Text

+ + + + +

Cowper-Smith to Present “Fire Remedy” Exhibit at Ozarks

January 19, 2023
By Larry Isch
Posted in About
Artist Melissa Cowper-Smith

Arkansas River Valley multimedia artist Melissa Cowper-Smith will present her exhibit, “Fire Remedy,” at University of the Ozarks from Jan. 17 through Feb. 17 as part of the University’s Artist of the Month Series.

The exhibit will be displayed in the Stephens Art Gallery, located in the Walton Fine Arts Center. There will be a reception to meet the artist from 5-6 p.m. on Wednesday, Feb. 8, in the gallery. The gallery is open to the public from 9 a.m. to 4 p.m. throughout the week when classes are in session. There is no cost to access the gallery.

Cowper-Smith, of Morrilton, Ark., is a multimedia artist who uses projected video animation, digital printing, hand papermaking, collage, encaustic and painting. Her works depict natural and agricultural landscapes, objects, tools, furniture, and domestic interiors.

Cowper-Smith said she has a vivid memory of a painting she made as a child.

+ + + + +

Work required
In the article, which gallery will display the exhibit? Please answer in one sentence. These rows have no connection to the article.

Entries from a point annotation set
+ + + + +

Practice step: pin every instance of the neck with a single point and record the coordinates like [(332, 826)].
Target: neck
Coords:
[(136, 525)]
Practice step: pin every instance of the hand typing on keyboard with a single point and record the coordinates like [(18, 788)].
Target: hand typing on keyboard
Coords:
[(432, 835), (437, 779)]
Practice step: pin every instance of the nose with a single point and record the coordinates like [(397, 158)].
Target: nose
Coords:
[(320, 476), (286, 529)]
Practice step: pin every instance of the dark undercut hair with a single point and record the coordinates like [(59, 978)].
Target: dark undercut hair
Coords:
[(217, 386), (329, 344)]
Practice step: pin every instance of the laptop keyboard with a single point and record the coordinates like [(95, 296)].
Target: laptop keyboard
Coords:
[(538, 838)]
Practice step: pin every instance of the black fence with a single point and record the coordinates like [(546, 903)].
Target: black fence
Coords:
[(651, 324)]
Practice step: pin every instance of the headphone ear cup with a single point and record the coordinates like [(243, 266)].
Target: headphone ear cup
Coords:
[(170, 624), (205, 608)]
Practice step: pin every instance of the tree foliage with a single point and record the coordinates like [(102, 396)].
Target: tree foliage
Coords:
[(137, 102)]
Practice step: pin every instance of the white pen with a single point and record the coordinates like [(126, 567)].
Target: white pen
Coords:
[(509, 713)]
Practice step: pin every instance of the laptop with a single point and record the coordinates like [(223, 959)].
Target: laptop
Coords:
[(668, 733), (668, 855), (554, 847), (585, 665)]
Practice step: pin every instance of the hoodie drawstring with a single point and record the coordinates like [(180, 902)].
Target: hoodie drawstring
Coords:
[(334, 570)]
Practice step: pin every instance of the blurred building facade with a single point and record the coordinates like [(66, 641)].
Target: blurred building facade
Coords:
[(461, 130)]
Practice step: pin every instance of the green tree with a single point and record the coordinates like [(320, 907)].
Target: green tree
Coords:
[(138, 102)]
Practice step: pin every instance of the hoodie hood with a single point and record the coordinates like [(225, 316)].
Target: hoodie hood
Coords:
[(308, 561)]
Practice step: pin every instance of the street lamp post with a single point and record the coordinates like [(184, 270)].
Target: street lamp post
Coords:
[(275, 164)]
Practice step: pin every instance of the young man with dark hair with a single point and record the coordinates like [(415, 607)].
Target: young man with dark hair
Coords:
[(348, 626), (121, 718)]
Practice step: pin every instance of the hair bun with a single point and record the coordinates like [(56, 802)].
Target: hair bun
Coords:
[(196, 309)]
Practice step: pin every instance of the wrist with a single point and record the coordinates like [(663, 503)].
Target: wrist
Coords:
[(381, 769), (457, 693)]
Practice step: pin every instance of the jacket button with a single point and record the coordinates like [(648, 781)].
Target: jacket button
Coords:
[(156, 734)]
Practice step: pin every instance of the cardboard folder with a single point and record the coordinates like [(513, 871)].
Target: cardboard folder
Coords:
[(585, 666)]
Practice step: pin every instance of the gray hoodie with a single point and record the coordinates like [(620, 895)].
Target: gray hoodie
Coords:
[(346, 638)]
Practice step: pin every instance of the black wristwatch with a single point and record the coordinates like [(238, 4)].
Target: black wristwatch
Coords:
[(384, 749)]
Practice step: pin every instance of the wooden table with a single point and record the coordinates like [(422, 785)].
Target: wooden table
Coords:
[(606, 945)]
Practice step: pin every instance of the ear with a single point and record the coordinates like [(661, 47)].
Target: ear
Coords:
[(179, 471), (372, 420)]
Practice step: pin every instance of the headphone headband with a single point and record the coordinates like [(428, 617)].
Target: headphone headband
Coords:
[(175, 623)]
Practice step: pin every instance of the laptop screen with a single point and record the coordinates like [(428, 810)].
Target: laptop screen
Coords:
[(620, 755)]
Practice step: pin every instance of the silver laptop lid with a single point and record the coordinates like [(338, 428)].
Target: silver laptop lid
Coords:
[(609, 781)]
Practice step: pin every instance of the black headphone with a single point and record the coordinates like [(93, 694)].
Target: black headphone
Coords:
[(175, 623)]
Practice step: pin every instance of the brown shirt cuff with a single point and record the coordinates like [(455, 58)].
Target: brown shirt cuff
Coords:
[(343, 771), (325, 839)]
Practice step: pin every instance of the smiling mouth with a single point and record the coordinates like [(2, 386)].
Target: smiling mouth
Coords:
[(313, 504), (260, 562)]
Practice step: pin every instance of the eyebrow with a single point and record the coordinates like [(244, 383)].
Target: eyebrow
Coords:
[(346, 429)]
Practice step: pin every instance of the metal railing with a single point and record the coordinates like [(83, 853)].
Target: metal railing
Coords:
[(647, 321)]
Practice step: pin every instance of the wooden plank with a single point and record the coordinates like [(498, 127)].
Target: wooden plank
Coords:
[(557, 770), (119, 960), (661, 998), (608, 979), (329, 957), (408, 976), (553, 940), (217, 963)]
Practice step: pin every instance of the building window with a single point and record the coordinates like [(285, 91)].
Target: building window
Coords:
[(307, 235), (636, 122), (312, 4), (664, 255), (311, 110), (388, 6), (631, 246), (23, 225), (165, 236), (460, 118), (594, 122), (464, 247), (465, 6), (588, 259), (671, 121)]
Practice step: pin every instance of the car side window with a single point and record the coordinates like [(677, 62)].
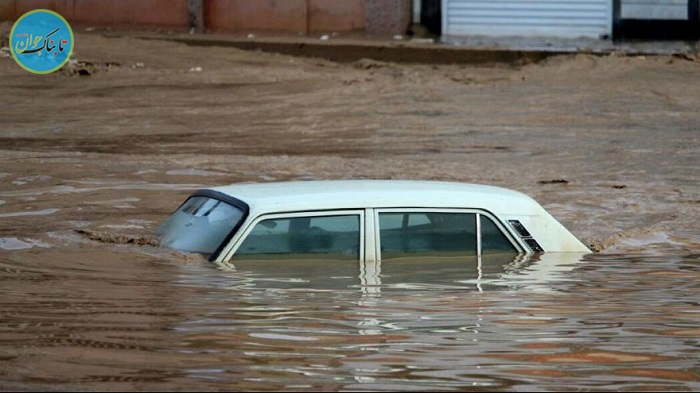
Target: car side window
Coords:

+ + + + +

Written response
The Stephens Art Gallery, in the Walton Fine Arts Center, will display the exhibit.